- The exercise:
Answer these questions from the passage on smartphone audio routing.
(a) What name does the passage give to the speakerphone processing that detects and focuses on the main speaker?
(b) The number of options for each routing register value grew from four to what number?
(c) In the simple phone call route, which output sends the far call to the headphones?

____ Source passage

Even if you just think about audio, supporting many different use cases, each of which requires different combinations of links between components.

Take the most basic use case as an example – the humble phone call. The voice signal comes in from the microphone on the handset, is digitised and sent to the modem and hence to the mobile phone network. The return voice comes across the network, is decoded, converted back to analogue and sent to the ear speaker where the user hears it.

But maybe the user has a headset plugged in, in which case the voice signals in both directions need to go through the headphone jack. They could have a Bluetooth headset – now the signals need to be routed through the Bluetooth radio instead.

But modern smartphones are more intelligent than that. The voice signal is cleaned up to remove background noise making it more audible. Processing on the received signal counteracts the background noise, allowing users to hear the person they are talking to over the street noise.

Both of these need another microphone to monitor the background noise so it can be removed. Dynamic range compressors boost quiet parts so they can be heard above the background noise. Further filtering removes harmonics which generate resonances in the case which otherwise might cause unwanted buzzing.

So many possibilities, and we’ve only looked at a single-person phone call. When bringing in speakerphone there is further processing to detect and focus on the main speaker and filter out background noise, known as beamforming. This works more effectively with a third or fourth microphone, bringing in yet more signals. Or what about music playback – the audio now comes off the SD card on the phone, via the Applications Processor before being decoded and played for the user.


Connecting up the audio

For many years, smartphones have used an Audio Hub to manage all the routing and connections. The different audio signals come into the Audio Hub, containing a series of mixers and multiplexors (muxes) to connect the signals from one place to another. Until recently, there have been maybe twenty different routing components, each with only a handful of options, so they are set up by selecting the appropriate option from a list, or even just looking at the datasheet and typing in the correct value to the register.

As smartphones have become more complex, the number of options has increased exponentially, requiring a complete change in routing paradigm.

No longer is it sufficient to have a few standard routes and select between them. Now the model is much more like an old-fashioned telephone switchboard, where blocks can take their input from any signal going. Suddenly the number of options for each register value has increased by an order of magnitude, from four to 62, making the routing much harder to work with, much harder to visualise and much easier to get wrong without realising.

To manage this complexity and make sense of all the options, you need a graphical tool where you can draw out your routes, such as Wolfson’s WISCE interface. For example, figure 1 shows a simple route possibly representative of a phone call.

Fig. 1: A simple phone call route.

We have a stereo signal coming in from IN2, plus a noise signal from the microphone attached to IN3L. The signals are processed to remove ambient noise on the DSP core, then sent to the baseband via Audio Interface AIF2. The far call comes in on AIF2 and is shaped via Equaliser blocks before being output to the headphones on OUT4. The local voice signal is also attenuated and mixed into the signal being played from the headphones as a side tone.

This route involves writes to 11 of the nearly 200 register fields dedicated to signal routing, selecting the appropriate one of the 62 options. WISCE tracks the writes which have been made in a history, which can be saved to a file for later reference, either by loading it back into WISCE or when setting up the driver on the end product.

________
____ Data lines

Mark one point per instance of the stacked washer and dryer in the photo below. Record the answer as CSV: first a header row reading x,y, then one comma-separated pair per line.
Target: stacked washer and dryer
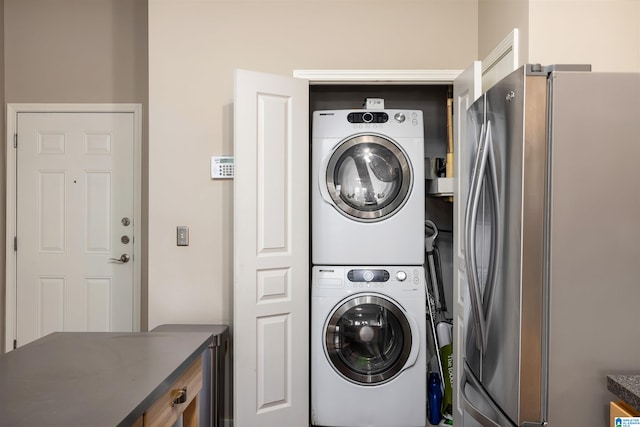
x,y
368,316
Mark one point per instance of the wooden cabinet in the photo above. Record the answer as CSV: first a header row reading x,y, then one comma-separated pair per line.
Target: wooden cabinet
x,y
180,400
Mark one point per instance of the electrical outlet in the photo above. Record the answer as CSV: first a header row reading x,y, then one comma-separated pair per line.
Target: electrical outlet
x,y
183,235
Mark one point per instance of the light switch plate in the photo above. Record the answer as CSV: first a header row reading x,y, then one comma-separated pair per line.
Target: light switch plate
x,y
183,235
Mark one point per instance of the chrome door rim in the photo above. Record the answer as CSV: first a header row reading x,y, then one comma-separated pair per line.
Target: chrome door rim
x,y
332,352
387,210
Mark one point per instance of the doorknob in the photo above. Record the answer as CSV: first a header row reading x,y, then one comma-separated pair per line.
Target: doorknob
x,y
124,258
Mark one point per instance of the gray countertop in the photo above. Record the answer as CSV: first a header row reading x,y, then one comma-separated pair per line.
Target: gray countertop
x,y
627,388
92,379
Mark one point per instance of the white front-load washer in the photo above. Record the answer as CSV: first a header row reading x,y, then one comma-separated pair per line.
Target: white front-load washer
x,y
368,346
367,179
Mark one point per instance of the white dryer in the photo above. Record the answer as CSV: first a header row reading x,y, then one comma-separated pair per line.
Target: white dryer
x,y
368,346
367,179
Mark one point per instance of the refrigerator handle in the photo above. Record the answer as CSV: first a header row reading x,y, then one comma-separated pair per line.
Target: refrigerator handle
x,y
475,412
471,217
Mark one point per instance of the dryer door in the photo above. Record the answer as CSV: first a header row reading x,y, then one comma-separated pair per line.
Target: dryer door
x,y
368,177
368,339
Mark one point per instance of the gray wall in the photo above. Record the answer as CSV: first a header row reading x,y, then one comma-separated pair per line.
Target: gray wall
x,y
74,51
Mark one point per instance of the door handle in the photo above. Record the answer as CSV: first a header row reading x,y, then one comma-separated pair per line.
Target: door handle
x,y
124,258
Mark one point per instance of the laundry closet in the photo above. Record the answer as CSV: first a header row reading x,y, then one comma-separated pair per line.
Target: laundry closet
x,y
273,118
431,99
373,311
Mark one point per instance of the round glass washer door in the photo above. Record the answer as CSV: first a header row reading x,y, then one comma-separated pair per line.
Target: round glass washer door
x,y
368,339
368,177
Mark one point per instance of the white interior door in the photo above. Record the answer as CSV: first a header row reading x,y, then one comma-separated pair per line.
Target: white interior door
x,y
271,251
466,89
74,223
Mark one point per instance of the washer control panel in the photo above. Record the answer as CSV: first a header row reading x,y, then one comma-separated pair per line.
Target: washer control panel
x,y
364,277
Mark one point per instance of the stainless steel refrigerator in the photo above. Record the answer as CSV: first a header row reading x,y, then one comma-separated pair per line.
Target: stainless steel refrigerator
x,y
552,244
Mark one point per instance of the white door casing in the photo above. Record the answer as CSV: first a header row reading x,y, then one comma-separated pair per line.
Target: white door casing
x,y
73,177
466,89
502,60
271,251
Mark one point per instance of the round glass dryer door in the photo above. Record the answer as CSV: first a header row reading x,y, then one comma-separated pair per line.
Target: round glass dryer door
x,y
368,177
368,339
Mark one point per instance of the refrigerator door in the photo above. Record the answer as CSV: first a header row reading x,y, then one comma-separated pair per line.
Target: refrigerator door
x,y
475,135
507,242
480,410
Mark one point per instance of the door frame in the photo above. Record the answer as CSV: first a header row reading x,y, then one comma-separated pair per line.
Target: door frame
x,y
11,171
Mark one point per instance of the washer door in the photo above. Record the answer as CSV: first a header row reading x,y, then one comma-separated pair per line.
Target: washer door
x,y
368,177
368,339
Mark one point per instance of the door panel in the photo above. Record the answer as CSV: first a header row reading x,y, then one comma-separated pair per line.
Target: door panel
x,y
466,89
271,251
74,182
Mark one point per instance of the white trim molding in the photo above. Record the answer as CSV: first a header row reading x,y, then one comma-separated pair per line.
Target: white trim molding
x,y
378,76
11,229
502,60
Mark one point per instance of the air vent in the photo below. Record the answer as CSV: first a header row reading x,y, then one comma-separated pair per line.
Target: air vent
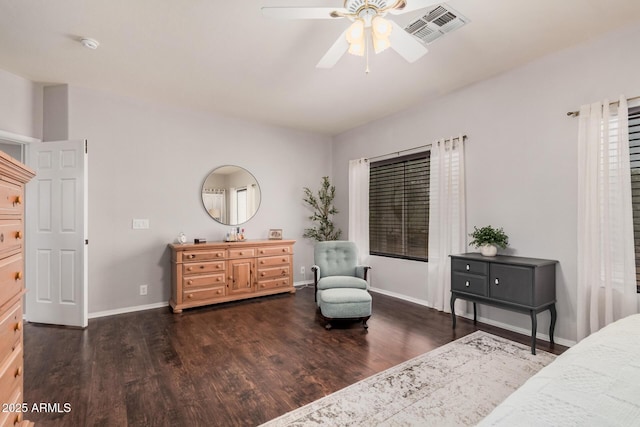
x,y
435,24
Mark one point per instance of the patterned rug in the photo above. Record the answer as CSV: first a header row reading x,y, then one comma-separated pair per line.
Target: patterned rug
x,y
457,384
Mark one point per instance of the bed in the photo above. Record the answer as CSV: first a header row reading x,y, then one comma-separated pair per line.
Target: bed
x,y
594,383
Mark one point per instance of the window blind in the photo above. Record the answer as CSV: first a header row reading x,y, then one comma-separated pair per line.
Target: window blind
x,y
399,207
634,153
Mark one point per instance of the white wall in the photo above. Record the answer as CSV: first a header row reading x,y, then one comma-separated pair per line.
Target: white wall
x,y
521,159
149,161
20,105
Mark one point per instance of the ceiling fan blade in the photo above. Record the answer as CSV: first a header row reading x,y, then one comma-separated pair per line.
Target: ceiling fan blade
x,y
335,52
415,5
405,44
303,12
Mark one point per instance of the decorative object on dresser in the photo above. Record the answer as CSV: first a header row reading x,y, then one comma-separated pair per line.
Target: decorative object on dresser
x,y
521,284
488,239
211,273
13,176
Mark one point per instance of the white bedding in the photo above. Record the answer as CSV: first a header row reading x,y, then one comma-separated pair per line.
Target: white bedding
x,y
594,383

________

- Solved problem:
(a) Beamforming.
(b) 62.
(c) OUT4.